### Exercise goal
Every line in the records below with the string "motorcycle" needs to be copied out.
Records shown START
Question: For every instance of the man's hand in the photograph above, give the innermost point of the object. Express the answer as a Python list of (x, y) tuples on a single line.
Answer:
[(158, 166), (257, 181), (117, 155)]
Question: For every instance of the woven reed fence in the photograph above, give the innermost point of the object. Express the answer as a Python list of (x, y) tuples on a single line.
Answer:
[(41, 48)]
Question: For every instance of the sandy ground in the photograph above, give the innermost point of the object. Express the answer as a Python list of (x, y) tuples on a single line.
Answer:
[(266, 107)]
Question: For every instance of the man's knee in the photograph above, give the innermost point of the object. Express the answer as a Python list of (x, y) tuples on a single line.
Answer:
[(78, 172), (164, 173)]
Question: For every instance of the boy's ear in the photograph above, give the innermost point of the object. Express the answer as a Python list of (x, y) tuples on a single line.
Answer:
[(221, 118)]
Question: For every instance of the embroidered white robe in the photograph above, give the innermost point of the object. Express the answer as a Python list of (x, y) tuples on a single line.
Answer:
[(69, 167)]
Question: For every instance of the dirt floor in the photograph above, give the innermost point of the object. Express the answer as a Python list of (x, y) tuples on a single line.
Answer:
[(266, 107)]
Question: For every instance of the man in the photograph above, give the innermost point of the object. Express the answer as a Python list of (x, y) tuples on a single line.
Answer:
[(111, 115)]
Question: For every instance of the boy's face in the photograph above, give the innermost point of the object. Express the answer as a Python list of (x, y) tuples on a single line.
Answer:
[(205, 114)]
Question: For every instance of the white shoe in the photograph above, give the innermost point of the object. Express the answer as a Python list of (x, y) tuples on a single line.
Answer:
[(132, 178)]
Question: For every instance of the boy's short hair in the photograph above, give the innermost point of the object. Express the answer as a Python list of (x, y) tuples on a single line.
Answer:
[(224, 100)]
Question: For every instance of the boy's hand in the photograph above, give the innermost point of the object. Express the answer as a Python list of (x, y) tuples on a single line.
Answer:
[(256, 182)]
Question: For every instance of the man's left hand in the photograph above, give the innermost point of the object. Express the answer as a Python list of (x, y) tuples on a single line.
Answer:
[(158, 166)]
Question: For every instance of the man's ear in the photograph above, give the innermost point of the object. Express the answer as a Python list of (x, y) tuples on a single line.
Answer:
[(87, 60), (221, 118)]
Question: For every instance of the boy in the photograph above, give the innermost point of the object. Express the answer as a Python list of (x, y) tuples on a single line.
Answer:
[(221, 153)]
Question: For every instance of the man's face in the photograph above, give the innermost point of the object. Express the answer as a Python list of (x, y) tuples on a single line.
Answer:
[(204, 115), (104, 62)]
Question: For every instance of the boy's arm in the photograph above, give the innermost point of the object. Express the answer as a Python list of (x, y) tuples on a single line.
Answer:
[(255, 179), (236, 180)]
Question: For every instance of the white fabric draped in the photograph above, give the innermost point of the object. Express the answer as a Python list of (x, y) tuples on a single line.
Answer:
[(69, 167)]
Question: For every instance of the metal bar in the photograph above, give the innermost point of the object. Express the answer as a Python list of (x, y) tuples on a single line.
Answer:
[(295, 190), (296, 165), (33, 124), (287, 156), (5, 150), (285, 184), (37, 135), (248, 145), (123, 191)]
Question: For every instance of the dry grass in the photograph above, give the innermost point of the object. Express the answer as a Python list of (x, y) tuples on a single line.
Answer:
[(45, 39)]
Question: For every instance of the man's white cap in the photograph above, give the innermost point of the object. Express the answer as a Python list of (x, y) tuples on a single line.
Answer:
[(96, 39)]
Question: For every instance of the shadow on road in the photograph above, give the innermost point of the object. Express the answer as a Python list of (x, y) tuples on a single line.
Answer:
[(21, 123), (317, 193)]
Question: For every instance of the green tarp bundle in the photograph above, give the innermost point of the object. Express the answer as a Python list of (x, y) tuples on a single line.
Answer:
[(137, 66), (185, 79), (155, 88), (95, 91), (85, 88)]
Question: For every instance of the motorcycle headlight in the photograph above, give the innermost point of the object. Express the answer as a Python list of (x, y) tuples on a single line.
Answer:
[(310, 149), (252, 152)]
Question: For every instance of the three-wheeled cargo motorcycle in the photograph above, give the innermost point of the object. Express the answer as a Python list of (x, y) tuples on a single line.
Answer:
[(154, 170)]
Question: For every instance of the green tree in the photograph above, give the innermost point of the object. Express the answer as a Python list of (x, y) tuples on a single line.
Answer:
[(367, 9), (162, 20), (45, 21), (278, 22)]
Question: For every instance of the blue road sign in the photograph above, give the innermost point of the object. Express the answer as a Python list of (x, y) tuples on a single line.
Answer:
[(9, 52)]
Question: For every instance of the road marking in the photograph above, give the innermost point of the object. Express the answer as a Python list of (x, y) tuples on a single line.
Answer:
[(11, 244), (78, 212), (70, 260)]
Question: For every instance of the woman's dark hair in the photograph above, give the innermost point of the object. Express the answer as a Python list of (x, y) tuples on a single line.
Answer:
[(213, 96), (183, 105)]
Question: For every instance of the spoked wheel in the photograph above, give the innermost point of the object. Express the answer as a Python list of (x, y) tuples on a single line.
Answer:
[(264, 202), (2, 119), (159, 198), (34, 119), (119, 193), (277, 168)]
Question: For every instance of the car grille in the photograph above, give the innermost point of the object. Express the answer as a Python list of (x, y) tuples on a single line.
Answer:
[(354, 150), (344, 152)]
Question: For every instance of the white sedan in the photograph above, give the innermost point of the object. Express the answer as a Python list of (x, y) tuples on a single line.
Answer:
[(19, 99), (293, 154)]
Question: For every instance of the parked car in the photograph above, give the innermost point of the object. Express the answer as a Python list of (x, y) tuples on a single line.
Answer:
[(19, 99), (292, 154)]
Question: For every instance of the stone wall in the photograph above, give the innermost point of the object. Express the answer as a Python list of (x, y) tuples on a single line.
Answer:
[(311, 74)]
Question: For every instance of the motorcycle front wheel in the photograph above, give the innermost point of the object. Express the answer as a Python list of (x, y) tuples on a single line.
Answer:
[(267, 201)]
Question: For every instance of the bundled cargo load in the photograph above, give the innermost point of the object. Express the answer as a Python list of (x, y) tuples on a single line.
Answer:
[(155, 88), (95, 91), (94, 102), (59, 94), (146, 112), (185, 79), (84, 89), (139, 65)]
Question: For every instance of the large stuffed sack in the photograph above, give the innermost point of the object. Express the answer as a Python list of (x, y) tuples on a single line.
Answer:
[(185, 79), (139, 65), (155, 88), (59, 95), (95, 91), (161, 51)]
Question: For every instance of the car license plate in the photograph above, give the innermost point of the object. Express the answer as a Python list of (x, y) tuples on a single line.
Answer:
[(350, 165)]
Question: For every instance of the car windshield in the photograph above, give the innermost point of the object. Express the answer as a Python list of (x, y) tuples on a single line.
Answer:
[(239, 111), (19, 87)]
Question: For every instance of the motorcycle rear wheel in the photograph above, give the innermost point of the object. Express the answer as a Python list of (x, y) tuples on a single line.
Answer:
Records shown END
### Written answer
Question: For every instance of the motorcycle headlight in the photograph above, give the innermost point of the object. Express the answer as a Python list of (x, y) tuples on a single line.
Question: For every instance of the three-wheeled cargo motorcycle in the photograph above, give the innermost point of the object. Express the answer as a Python list of (x, y) tuples on a single line.
Question: For every instance of the motorcycle front wheel in the photograph above, give the innermost point of the object. Express the answer as a Python list of (x, y) tuples on a single line.
Question: For every instance of the motorcycle rear wheel in the photograph above, give the innermost point of the object. Express the answer as a Python list of (x, y) tuples on a single line.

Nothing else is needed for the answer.